■ Excerto apresentado:
--------------------------------------------------

A técnica pictórica de Davis evolui ao longo da sua carreira, mas algumas constantes permanecem. O seu uso magistral de wash e de drips cria superfícies pictóricas complexas que parecem respirar, vibrar diante dos nossos olhos. As figuras emergem desses fundos como aparições, por vezes mal desenhadas, outras vezes representadas com precisão fotográfica. Esta tensão entre abstração e figuração lembra o trabalho de Marlene Dumas ou Luc Tuymans, mas Davis acrescenta uma dimensão adicional ao ancorar-se na experiência afro-americana. A sua pintura torna-se assim um ato de resistência cultural, uma forma de reivindicar o seu lugar na história da arte ocidental enquanto cria algo radicalmente novo.

A criação do The Underground Museum em 2012, com a sua esposa Karon Davis, representa a extensão lógica dessa visão artística. Ao transformar uma série de escaparates abandonados em Arlington Heights num espaço cultural vibrante, Davis criou o que o filósofo Henri Lefebvre chamava de “espaço diferencial”, um lugar que escapa à lógica mercantil dominante para criar novas formas de socialidade. O museu, situado numa zona maioritariamente afro-americana e latina, não é apenas um simples local de exposições: é um verdadeiro laboratório social onde a arte se torna o catalisador de uma transformação comunitária. As exposições misturam obras de artistas reconhecidos e emergentes, criando diálogos inesperados que põem em questão as hierarquias tradicionais do mundo da arte.

A última fase da sua obra, enquanto lutava contra o cancro que acabaria por o vencer, revela uma intensidade ainda maior. Em obras como “Untitled” (2015), onde duas mulheres repousam num sofá enquanto uma forma branca enigmática paira sobre elas, sente-se uma urgência renovada. As cores tornam-se mais suaves, as figuras mais espectrais, como se Davis tentasse captar a essência da existência antes que esta lhe escapa. Estas obras tardias evocam a concepção heideggeriana do ser-para-a-morte, onde a consciência da nossa finitude se torna o catalisador de uma existência autêntica. A forma branca que domina a composição pode ser interpretada como uma manifestação dessa consciência aguda da mortalidade, mas também como um símbolo de esperança e transcendência.

--------------------------------------------------

(Entradas de indicação de objetos em fotografias)
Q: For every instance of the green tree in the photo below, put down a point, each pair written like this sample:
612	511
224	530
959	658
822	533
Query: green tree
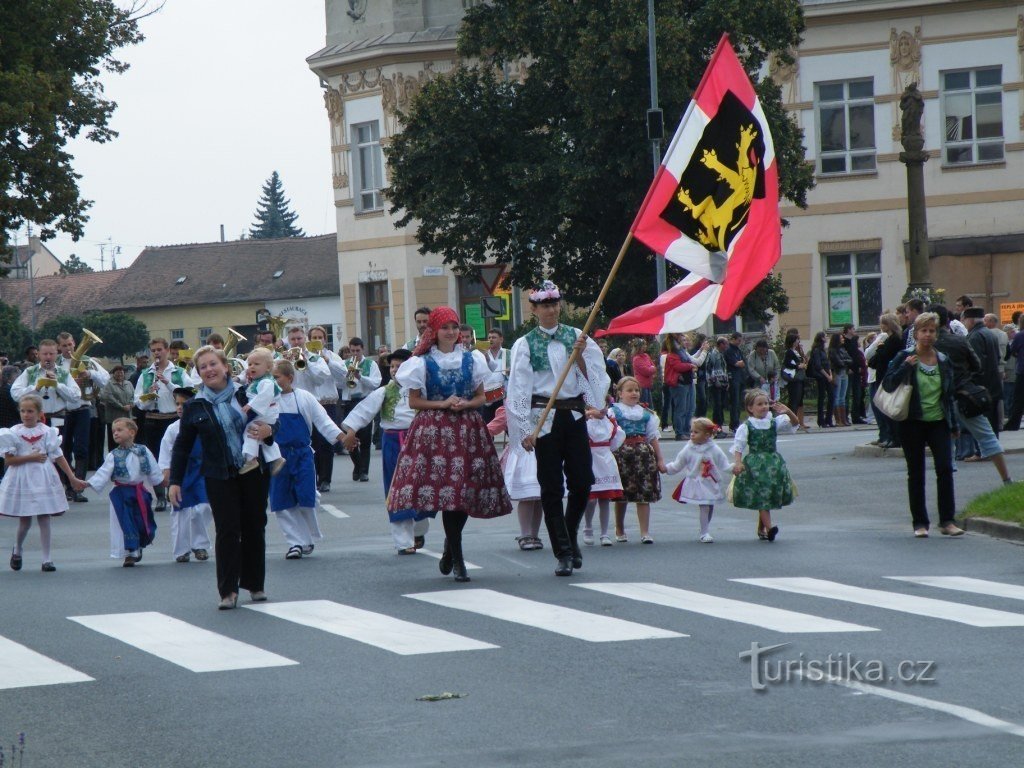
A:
273	219
51	56
75	265
547	174
14	335
122	334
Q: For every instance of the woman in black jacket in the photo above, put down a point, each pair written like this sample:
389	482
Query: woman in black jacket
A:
215	418
820	370
883	355
841	363
932	422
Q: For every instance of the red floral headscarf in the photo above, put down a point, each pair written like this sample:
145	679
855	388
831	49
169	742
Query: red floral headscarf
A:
438	316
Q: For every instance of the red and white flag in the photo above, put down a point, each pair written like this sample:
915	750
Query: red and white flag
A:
713	207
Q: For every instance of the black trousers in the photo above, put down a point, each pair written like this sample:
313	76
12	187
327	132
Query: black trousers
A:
154	433
360	456
564	451
935	434
239	506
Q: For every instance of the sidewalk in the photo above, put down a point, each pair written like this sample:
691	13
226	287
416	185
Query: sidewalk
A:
1013	442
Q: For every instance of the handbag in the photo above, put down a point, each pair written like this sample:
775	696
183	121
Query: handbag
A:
973	399
895	404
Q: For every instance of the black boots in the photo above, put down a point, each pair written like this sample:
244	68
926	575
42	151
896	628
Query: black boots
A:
452	561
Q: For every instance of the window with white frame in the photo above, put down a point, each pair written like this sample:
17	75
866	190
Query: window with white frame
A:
853	288
368	165
845	114
972	111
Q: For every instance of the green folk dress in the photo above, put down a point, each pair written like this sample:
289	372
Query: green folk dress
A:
765	481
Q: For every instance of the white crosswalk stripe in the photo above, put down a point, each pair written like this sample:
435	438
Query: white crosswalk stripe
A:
181	643
569	622
24	668
965	584
720	607
922	606
367	627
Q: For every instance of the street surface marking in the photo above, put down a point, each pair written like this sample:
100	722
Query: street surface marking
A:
965	584
578	624
964	713
437	556
720	607
24	668
922	606
381	631
181	643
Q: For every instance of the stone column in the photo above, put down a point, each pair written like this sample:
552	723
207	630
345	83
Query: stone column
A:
913	157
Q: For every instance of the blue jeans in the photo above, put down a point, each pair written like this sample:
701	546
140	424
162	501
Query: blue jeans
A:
682	410
841	383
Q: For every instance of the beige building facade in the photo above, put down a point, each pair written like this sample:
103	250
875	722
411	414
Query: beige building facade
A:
377	57
844	258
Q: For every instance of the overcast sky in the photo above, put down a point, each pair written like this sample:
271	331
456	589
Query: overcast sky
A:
218	96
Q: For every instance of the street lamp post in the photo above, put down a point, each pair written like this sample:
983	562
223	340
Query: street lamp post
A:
655	126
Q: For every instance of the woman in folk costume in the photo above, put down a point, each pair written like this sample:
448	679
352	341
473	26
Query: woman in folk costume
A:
293	491
449	463
128	467
563	445
519	467
409	526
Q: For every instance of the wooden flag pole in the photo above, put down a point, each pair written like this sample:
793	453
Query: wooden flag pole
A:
586	330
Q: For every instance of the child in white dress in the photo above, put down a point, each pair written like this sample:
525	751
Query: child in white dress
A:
704	465
31	487
605	436
128	467
262	393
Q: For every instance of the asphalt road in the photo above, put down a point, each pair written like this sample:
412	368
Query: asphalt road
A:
540	685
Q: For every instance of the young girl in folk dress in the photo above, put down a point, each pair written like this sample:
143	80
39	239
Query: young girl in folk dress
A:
519	468
704	466
763	481
605	437
449	461
639	458
31	485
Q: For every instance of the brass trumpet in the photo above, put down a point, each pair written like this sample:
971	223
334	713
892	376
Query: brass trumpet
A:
297	356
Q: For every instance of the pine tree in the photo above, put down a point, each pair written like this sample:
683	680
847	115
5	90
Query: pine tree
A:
273	219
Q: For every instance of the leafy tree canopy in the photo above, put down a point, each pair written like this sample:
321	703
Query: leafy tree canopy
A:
75	265
14	335
547	174
51	56
122	334
273	219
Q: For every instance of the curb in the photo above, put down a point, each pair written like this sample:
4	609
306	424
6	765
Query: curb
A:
996	528
880	453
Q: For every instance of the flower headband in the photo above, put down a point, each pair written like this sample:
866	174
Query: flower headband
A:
548	292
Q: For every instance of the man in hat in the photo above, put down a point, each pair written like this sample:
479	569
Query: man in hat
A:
562	446
969	357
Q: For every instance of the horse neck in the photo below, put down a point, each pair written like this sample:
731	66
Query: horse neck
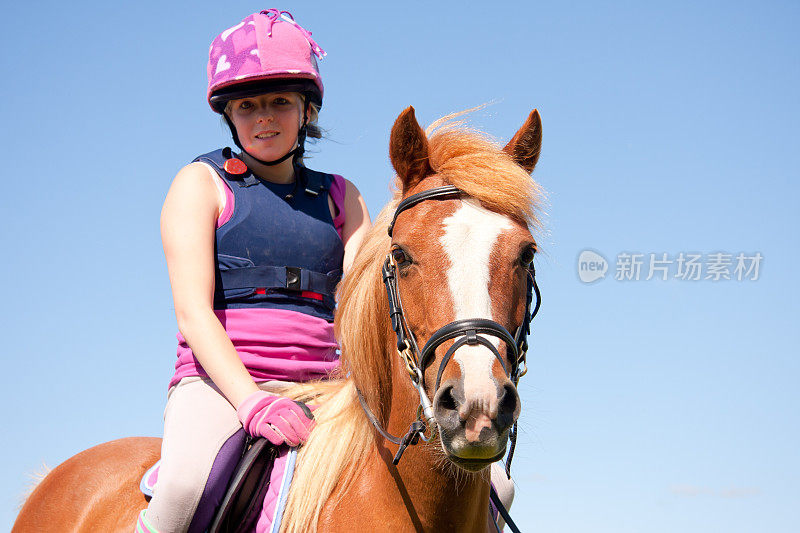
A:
443	496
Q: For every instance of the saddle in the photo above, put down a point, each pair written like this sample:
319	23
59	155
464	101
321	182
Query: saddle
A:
256	493
241	505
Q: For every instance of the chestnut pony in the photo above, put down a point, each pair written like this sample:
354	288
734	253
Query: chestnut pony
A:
455	258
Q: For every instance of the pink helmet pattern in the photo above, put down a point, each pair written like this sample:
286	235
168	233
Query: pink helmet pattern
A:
266	51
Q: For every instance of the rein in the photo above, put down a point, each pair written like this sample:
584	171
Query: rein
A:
469	331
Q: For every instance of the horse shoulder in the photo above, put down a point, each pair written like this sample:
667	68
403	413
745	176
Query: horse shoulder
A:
95	490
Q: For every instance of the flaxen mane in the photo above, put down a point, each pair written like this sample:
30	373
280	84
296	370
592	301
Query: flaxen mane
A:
343	437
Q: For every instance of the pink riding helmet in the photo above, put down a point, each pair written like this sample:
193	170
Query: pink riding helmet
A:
267	51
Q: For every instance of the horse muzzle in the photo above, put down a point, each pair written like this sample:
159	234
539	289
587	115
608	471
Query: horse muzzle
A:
474	430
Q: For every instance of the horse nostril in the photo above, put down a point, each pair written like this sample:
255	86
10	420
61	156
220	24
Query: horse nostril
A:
509	406
446	400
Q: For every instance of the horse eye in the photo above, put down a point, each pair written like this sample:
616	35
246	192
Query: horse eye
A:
401	258
527	255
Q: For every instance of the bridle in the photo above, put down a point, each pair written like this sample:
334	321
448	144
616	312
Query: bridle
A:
469	331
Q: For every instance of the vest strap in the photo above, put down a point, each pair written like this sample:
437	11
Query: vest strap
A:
273	277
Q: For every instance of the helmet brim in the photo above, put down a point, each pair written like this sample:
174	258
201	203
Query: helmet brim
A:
222	96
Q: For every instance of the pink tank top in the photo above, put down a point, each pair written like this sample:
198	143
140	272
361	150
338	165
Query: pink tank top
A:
274	344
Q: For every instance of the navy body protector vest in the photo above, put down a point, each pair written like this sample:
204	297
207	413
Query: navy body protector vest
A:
280	249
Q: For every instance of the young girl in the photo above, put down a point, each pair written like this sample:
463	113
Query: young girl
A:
255	244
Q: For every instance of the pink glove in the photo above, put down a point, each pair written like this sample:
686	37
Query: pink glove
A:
277	418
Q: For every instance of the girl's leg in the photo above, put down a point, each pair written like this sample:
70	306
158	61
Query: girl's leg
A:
203	441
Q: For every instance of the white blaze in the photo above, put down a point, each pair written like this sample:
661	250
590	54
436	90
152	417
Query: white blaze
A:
469	238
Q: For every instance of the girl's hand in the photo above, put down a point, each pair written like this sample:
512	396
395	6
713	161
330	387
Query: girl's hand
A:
276	418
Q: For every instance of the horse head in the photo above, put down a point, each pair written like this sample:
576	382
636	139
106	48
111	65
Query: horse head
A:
460	264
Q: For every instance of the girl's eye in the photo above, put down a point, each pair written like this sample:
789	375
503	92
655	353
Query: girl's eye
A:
526	258
401	258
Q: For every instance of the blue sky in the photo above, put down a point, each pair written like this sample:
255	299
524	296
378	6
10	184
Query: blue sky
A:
649	406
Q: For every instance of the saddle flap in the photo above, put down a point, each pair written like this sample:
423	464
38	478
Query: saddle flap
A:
242	503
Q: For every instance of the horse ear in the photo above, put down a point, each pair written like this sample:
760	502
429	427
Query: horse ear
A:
408	149
525	145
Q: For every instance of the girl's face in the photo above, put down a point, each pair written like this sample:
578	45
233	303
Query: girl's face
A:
267	124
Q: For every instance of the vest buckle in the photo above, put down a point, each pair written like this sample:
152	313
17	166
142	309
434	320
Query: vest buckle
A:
293	278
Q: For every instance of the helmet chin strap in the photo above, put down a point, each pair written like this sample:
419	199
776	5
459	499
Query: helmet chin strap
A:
297	152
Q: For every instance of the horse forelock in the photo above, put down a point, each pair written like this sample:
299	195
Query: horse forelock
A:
476	164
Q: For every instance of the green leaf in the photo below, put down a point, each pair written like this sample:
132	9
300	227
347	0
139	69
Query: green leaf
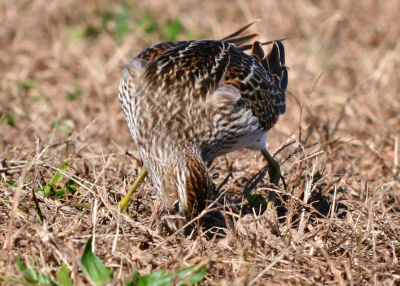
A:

--------------------------------------------------

■ Lista de tarefas:
1. Responde, com base no excerto sobre Davis, às perguntas seguintes:
(a) Em que ano foi criado The Underground Museum e com quem?
(b) Em que local ficavam os escaparates abandonados que deram origem ao museu?
(c) Na obra "Untitled" (2015), o que paira sobre as duas mulheres?
2. Resume o excerto sobre Davis em duas frases.
3. Reproduz sem alterações o trecho do excerto sobre Davis que vai de "A técnica pictórica" até "algo radicalmente novo.".
As entradas não têm qualquer relação com o excerto.

■ Respostas esperadas:
1.
(a) Em 2012, com a esposa de Davis, Karon Davis.
(b) Em Arlington Heights.
(c) Uma forma branca enigmática.

2. A pintura de Davis usa wash e drips para criar superfícies complexas de onde emergem figuras, numa tensão entre abstração e figuração ancorada na experiência afro-americana, que faz dela um ato de resistência cultural. Em 2012, com Karon Davis, criou The Underground Museum, um laboratório social numa zona maioritariamente afro-americana e latina, e nas obras tardias, pintadas enquanto lutava contra o cancro, as cores tornaram-se mais suaves e as figuras mais espectrais.

3.
A técnica pictórica de Davis evolui ao longo da sua carreira, mas algumas constantes permanecem. O seu uso magistral de wash e de drips cria superfícies pictóricas complexas que parecem respirar, vibrar diante dos nossos olhos. As figuras emergem desses fundos como aparições, por vezes mal desenhadas, outras vezes representadas com precisão fotográfica. Esta tensão entre abstração e figuração lembra o trabalho de Marlene Dumas ou Luc Tuymans, mas Davis acrescenta uma dimensão adicional ao ancorar-se na experiência afro-americana. A sua pintura torna-se assim um ato de resistência cultural, uma forma de reivindicar o seu lugar na história da arte ocidental enquanto cria algo radicalmente novo.